## Text excerpt
-.-.-

Trump is set to visit Rapid City, South Dakota, on Friday, attending what has been described as a fundraiser for the state Republican Party.

Chairperson of the South Dakota GOP John Wiik said of the attendance of high-profile figures such as Trump, “They’re doing this out of the kindness of their hearts.”

The former president’s stop in the state is politically significant, as it is the first time he is returning as a candidate since his pivotal Mount Rushmore speech in July 2020, the day before Independence Day in the midst of the pandemic, when fear largely reigned. He used the speech to articulate American exceptionalism while providing a history lesson on some of the great men who established the country as we know it today.

“They were American giants in full flesh and blood. Gallant men, whose intrepid deeds unleashed the greatest leap of human advancement the world has ever known,” Trump said before detailing the contributions of the men whose likenesses are carved into the granite of Mount Rushmore — George Washington, Thomas Jefferson, Theodore Roosevelt, and Abraham Lincoln.

“Tonight, I will tell you — and most importantly, the youth of our nation — the true stories of these great men,” he said, also using his speech to re-declare that Americans will not be silenced by the left, nor apologize for the United States, which was “founded on Judeo-Christian principles,” standing as “the most just and exceptional” nation ever to exist.

-.-.-

## Dataset content
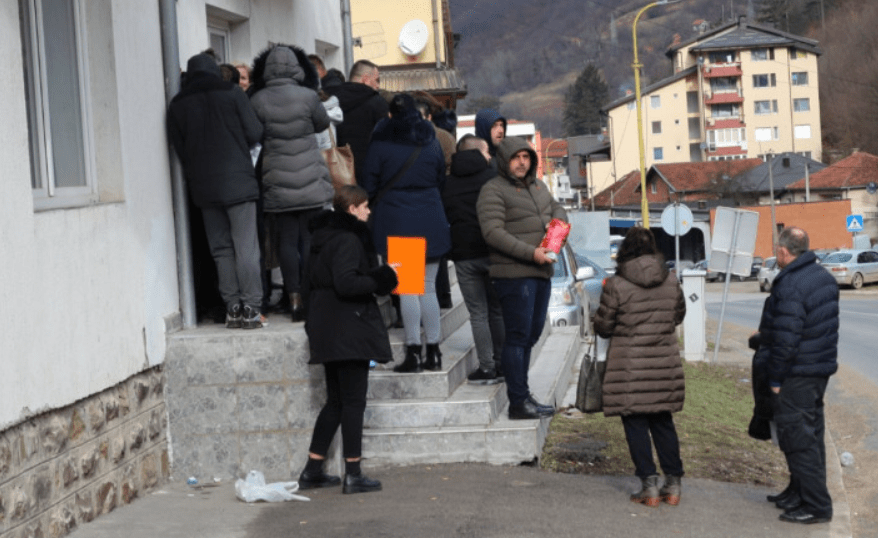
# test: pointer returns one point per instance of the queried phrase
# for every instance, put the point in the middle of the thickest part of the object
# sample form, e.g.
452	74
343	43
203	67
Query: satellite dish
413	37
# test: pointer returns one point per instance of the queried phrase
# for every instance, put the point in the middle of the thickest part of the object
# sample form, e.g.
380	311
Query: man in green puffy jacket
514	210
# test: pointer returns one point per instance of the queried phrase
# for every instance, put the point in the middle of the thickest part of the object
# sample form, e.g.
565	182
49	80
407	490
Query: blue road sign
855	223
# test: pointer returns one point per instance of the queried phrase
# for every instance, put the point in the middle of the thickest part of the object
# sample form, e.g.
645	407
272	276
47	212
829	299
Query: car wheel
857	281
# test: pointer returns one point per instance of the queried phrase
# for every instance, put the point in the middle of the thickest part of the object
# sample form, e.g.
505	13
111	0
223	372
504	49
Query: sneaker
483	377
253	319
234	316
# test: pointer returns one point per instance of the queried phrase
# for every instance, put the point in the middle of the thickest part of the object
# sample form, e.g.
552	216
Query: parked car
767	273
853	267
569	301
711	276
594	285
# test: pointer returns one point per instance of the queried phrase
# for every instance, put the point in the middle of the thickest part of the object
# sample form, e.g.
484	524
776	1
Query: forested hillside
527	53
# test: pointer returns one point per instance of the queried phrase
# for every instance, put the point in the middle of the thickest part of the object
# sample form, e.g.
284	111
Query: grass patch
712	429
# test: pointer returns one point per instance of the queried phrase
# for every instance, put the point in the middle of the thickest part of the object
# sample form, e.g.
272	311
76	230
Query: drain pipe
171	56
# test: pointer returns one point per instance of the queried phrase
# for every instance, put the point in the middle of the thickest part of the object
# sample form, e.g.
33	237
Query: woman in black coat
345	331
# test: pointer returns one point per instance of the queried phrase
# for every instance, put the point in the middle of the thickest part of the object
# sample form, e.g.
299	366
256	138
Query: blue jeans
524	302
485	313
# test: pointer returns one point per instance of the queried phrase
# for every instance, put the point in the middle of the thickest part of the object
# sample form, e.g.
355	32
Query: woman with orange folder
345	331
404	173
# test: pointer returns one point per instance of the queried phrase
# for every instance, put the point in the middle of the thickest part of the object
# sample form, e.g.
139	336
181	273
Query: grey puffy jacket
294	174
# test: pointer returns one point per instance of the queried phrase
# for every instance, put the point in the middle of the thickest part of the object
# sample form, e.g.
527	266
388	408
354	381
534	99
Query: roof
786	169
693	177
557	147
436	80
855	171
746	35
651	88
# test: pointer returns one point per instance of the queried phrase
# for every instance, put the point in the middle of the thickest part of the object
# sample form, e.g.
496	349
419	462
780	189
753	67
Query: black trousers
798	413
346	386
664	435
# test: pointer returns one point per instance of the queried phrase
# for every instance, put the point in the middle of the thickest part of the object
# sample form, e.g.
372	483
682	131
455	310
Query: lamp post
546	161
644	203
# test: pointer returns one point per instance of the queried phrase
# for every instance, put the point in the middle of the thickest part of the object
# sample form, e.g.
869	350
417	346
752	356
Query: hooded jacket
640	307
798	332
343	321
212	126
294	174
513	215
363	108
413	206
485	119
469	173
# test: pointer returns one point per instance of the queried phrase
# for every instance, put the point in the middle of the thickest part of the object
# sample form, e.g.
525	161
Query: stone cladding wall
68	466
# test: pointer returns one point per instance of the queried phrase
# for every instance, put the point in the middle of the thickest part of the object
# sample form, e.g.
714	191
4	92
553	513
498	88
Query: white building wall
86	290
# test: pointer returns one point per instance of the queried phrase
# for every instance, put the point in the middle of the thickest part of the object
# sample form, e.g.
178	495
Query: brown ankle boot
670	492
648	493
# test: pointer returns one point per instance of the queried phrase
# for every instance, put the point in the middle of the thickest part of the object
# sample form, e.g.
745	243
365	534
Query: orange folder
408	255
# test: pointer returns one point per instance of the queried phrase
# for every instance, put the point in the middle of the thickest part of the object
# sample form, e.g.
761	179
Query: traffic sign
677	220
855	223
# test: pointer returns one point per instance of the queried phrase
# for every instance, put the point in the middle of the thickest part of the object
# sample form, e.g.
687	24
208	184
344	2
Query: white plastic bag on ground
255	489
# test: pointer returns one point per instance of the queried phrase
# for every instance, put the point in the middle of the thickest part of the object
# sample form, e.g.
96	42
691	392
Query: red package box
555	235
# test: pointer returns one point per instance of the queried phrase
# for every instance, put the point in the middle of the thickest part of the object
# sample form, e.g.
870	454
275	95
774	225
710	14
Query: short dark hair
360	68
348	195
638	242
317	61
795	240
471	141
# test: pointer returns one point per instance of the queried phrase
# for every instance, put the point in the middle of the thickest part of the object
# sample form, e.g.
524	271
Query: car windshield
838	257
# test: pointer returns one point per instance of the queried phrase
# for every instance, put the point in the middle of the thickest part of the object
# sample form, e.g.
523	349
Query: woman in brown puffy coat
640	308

-.-.-

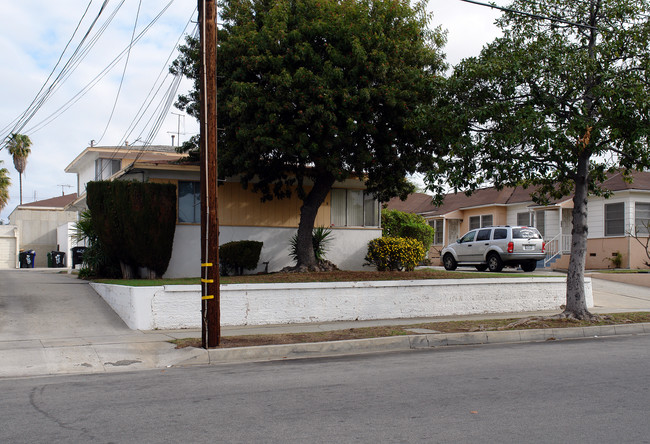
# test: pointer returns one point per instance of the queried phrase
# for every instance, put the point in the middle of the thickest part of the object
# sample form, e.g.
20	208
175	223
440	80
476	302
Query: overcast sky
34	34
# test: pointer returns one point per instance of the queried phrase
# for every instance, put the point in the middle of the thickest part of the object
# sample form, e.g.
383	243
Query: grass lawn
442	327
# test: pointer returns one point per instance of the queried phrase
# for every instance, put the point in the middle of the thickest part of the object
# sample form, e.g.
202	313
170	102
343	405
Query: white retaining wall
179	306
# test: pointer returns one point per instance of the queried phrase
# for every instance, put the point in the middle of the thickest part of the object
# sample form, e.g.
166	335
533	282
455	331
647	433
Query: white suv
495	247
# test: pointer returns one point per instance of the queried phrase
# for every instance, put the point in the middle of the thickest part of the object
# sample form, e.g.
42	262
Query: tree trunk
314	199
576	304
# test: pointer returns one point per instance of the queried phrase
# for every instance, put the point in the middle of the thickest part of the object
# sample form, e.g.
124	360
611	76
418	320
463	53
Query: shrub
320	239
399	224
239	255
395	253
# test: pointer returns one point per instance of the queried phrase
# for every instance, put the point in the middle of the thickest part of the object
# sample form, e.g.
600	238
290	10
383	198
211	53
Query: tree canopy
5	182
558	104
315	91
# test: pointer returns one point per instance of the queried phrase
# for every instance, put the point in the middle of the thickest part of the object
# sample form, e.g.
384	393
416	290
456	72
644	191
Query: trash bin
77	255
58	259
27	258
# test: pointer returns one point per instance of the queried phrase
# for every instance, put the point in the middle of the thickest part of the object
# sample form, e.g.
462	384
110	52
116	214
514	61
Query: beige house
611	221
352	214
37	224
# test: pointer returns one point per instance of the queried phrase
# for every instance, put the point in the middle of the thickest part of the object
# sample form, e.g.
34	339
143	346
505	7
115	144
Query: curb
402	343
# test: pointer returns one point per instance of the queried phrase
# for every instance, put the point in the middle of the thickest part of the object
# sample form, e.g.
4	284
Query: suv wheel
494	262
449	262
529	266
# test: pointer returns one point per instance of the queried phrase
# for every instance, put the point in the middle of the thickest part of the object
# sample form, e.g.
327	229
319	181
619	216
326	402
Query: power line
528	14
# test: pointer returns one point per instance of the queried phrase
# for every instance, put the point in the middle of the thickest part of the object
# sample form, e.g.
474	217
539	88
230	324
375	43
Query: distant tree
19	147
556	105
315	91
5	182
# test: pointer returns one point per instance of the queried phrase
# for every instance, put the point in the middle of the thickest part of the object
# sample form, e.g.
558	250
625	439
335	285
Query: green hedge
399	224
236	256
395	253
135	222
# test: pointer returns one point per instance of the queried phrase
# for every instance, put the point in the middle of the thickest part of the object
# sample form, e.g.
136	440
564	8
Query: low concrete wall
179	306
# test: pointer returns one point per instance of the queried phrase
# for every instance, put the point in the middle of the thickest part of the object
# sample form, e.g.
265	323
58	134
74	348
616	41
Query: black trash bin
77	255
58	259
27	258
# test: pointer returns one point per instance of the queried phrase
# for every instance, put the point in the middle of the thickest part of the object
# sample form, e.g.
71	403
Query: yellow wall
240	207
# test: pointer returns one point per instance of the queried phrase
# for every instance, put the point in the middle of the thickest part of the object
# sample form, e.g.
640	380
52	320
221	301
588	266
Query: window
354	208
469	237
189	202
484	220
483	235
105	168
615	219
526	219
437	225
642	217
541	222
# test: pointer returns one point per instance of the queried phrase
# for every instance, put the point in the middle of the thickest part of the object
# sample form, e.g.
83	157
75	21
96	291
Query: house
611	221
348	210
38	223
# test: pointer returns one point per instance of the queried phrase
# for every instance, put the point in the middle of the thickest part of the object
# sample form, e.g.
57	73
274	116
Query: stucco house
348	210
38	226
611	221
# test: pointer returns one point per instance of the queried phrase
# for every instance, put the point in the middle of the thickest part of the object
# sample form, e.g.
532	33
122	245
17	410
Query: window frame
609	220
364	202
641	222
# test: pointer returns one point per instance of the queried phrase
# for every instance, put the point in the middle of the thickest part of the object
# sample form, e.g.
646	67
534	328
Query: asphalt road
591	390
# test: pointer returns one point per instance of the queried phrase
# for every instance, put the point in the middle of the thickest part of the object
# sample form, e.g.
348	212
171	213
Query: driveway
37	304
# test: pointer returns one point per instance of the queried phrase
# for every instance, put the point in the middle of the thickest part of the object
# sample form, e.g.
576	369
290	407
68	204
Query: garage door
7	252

-.-.-

## Problem 1
Please summarize the article on Trump's South Dakota visit in two sentences.
## Problem 2
Resume the article on Trump's South Dakota visit from its last sentence.

## Exercise output 1
Trump is set to visit Rapid City, South Dakota, on Friday for what has been described as a fundraiser for the state Republican Party, and state GOP chairperson John Wiik said high-profile figures like Trump are attending out of the kindness of their hearts. The stop is his first return to the state as a candidate since his July 2020 Mount Rushmore speech, in which he praised Washington, Jefferson, Roosevelt, and Lincoln, spoke of American exceptionalism, and declared that Americans would not be silenced by the left or apologize for the United States.

## Exercise output 2
Fireworks followed his speech, the first Mount Rushmore pyrotechnics display in over a decade. Notably, the Biden administration has not allowed fireworks at the location since.

WATCH: Governor Kristi Noem and Donald Trump Celebrate Independence Day at Mt. Rushmore

South Dakota Gov. Kristi Noem is also expected to attend the event, and according to some sources, she is expected to endorse Trump’s presidential bid.

This would not come as a surprise, as Noem told Breitbart News in 2021 that she would back Trump if he sought the presidency again.

“If President Trump runs again, I certainly will support him,” Noem said told Breitbart News at the time.

Further, in June, Noem expressed doubt that anyone else would be able to catch up to Trump in the GOP race.

“President Trump is in the race and right now I don’t see a path for victory with anybody else with him in the race and the situation as it sits, today,” Noem stated. “I think people should saddle up. It can be a roller coaster of a presidential race.”